[Task material start]
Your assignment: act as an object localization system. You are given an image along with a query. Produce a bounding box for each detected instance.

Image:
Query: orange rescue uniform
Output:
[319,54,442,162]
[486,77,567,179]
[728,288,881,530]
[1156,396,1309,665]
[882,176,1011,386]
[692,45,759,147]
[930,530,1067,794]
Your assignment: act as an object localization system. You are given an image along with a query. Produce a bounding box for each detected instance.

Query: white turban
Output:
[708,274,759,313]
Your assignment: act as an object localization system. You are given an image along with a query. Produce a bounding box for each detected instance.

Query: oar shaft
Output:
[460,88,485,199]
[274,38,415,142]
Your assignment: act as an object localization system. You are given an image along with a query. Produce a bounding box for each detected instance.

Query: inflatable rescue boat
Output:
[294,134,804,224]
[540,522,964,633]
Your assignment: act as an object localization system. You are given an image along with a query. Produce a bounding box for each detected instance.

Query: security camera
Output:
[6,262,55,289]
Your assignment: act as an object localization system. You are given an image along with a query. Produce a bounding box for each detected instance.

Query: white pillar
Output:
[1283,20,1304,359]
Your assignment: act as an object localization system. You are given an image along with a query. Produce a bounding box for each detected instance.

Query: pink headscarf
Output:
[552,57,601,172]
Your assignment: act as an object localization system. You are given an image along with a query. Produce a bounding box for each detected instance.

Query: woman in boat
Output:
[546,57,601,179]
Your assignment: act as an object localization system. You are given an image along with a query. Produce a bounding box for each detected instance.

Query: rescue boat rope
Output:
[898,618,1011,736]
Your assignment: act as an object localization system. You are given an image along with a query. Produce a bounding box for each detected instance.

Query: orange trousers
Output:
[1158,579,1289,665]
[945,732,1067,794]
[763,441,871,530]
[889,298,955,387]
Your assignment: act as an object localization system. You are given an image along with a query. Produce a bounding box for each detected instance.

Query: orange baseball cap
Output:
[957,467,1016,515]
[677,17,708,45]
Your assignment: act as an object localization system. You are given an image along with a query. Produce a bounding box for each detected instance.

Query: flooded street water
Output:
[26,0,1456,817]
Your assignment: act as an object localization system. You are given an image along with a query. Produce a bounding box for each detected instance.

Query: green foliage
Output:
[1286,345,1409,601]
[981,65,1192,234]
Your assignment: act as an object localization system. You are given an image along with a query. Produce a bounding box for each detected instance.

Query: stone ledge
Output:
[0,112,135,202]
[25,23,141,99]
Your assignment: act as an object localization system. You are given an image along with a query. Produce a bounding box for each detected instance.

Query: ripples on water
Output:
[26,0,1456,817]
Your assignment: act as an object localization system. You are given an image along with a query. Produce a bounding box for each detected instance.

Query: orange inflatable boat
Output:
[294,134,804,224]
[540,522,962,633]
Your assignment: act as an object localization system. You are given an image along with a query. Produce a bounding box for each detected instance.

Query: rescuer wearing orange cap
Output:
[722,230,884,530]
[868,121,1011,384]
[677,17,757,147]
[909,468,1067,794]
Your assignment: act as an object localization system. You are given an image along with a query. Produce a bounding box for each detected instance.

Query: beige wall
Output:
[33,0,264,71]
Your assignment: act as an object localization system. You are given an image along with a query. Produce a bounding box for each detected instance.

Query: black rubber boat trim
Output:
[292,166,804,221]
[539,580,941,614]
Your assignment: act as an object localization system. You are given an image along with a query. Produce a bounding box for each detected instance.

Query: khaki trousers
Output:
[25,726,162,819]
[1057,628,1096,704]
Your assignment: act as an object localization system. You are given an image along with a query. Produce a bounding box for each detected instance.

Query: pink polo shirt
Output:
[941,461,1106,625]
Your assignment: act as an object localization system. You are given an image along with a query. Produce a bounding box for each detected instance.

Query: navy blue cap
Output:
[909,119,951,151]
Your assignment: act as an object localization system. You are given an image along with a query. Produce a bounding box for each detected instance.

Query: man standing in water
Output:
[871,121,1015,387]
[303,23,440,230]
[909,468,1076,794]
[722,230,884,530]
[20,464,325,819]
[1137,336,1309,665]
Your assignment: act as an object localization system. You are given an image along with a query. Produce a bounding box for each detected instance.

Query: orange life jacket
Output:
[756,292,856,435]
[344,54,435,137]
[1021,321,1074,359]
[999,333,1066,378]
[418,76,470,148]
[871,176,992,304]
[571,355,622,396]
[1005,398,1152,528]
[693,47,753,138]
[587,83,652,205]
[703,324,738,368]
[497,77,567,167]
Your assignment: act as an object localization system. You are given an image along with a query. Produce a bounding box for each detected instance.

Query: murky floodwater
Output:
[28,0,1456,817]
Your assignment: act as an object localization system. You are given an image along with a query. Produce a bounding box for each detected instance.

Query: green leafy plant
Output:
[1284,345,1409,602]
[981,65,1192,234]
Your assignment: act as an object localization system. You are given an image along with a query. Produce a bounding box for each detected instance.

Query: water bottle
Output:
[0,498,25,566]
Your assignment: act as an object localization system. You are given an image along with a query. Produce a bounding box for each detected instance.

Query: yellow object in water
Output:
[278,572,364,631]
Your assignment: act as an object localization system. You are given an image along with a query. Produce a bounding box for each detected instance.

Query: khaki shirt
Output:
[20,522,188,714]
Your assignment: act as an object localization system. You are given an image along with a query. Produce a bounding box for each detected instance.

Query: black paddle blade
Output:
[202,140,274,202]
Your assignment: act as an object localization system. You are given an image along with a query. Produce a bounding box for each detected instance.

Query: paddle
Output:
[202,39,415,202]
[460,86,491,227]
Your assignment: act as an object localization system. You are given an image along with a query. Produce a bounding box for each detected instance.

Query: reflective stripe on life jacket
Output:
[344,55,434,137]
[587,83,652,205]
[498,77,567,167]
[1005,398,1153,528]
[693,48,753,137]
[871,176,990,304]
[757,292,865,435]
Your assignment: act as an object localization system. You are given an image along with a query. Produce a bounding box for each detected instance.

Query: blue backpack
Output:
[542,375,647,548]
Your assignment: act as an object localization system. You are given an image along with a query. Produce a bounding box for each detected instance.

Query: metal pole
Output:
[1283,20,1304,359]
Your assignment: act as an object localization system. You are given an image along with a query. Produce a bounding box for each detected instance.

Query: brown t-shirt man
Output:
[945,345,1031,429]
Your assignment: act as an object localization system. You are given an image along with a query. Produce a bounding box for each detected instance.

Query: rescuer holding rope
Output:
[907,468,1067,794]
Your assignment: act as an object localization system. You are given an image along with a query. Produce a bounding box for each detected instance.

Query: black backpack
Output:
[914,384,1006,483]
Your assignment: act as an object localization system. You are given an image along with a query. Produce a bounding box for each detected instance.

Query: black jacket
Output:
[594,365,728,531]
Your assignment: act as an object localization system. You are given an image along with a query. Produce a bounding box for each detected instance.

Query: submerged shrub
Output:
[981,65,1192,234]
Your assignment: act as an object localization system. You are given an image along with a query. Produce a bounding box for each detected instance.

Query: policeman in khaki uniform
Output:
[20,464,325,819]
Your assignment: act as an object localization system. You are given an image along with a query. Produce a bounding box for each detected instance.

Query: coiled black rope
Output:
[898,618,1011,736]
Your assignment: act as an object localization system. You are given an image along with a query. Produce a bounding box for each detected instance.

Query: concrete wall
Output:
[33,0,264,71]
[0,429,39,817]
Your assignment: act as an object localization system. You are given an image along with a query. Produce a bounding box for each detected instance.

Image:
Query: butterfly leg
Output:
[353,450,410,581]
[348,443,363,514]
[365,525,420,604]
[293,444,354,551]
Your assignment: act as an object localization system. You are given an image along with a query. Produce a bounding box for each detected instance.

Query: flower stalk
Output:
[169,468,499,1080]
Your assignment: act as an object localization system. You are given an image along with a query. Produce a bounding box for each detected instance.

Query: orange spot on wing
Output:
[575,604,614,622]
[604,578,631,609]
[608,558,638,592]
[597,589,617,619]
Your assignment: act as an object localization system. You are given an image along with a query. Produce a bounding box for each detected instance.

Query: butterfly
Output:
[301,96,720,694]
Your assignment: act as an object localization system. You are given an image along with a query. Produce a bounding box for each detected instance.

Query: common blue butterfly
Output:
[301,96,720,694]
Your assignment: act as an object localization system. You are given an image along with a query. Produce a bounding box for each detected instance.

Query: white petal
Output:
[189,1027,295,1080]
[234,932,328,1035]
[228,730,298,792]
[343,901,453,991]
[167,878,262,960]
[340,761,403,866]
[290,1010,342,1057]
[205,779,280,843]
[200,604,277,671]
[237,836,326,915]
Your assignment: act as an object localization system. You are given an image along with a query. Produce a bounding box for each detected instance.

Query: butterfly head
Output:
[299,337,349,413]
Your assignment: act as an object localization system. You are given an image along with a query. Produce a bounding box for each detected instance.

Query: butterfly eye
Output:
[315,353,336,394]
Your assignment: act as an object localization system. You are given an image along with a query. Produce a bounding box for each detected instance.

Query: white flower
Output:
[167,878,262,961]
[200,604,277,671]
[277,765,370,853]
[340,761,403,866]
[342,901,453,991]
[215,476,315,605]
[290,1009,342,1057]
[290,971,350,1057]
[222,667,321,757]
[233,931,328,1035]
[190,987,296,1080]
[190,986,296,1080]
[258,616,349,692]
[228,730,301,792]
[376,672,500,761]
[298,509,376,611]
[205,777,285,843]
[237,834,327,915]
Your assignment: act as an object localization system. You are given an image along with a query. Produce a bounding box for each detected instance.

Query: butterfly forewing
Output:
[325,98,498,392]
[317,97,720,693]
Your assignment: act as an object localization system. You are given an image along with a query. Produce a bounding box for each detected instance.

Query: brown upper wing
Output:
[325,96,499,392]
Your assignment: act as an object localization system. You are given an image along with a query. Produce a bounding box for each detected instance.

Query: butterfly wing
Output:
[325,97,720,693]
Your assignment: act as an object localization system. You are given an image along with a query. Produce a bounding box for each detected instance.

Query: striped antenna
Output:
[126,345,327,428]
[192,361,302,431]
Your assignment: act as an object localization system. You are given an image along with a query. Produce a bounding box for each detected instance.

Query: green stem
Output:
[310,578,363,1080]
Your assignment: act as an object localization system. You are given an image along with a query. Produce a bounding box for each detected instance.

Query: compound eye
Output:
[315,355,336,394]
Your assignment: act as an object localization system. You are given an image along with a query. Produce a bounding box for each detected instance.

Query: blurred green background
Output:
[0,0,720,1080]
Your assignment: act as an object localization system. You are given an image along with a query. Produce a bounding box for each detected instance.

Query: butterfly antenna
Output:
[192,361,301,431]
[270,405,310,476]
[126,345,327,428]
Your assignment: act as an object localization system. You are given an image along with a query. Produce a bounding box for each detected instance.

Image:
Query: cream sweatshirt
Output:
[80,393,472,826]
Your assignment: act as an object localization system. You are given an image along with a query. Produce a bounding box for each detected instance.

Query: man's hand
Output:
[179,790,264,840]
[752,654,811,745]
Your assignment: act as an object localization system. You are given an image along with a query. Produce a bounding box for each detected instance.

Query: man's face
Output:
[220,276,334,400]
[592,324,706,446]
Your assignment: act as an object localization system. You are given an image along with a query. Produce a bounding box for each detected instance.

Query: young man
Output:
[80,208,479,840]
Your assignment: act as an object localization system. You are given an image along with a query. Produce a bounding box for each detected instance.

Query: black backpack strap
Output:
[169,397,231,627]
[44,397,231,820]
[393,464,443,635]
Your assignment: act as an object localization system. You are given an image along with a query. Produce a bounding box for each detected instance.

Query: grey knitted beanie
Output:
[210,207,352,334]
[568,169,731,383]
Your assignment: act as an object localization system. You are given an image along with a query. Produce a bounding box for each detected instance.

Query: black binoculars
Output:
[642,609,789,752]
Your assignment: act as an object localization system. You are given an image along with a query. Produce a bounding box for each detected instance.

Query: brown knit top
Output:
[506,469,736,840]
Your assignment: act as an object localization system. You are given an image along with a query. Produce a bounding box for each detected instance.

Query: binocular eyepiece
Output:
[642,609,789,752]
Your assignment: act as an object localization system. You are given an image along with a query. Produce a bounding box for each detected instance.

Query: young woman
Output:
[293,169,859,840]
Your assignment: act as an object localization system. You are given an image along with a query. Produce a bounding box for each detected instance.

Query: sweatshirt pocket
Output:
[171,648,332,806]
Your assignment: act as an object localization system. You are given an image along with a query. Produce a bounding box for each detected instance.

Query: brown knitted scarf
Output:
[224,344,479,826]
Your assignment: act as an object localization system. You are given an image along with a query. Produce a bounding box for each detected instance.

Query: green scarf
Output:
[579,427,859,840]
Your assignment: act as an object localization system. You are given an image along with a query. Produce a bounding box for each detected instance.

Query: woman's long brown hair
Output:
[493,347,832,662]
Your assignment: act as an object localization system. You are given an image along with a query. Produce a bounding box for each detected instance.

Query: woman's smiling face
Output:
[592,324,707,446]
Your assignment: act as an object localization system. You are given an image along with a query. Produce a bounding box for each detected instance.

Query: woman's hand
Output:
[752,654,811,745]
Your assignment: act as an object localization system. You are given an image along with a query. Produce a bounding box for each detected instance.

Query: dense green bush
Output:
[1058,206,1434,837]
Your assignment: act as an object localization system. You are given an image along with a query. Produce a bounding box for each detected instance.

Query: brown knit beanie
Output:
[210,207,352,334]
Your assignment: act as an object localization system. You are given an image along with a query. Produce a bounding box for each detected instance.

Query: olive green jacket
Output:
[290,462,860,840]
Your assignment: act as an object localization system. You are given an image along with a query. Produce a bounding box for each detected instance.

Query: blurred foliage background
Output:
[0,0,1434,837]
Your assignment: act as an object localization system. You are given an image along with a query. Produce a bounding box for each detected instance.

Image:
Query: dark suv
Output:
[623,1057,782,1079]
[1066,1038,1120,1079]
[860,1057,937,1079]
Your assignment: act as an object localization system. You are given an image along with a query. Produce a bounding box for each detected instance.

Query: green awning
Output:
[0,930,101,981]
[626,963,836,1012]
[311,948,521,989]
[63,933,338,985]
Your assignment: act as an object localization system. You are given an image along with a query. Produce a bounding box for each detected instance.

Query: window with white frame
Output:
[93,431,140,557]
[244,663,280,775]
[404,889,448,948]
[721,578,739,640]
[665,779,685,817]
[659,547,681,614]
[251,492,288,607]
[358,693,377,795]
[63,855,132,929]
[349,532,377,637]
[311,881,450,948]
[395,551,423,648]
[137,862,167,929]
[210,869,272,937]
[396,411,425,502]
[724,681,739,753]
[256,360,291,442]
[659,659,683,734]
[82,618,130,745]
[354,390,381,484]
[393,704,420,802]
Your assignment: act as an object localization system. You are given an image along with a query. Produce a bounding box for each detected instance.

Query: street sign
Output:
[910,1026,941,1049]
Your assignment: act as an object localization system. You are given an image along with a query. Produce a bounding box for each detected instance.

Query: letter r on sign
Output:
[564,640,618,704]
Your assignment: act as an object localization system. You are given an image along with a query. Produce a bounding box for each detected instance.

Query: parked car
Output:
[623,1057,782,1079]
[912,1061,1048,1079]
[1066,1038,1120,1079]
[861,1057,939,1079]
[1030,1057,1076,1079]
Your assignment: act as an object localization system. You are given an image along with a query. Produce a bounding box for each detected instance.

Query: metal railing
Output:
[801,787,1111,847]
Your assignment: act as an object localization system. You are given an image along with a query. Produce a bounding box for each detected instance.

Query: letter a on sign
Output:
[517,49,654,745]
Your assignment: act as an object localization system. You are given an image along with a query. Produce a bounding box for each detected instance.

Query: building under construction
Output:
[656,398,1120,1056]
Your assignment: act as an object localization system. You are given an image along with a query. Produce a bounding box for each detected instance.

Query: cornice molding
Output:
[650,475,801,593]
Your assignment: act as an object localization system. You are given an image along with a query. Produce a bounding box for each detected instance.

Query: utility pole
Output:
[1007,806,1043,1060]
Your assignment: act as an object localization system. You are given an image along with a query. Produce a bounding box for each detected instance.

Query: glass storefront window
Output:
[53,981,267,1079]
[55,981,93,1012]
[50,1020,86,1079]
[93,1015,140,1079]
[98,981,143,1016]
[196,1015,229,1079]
[Task material end]
» **Required work**: Collect every line in the rows above that contains the word "backpack", and copy each one out in full.

» **Result of this task**:
Query: blue backpack
Query: black backpack
Query: black backpack strap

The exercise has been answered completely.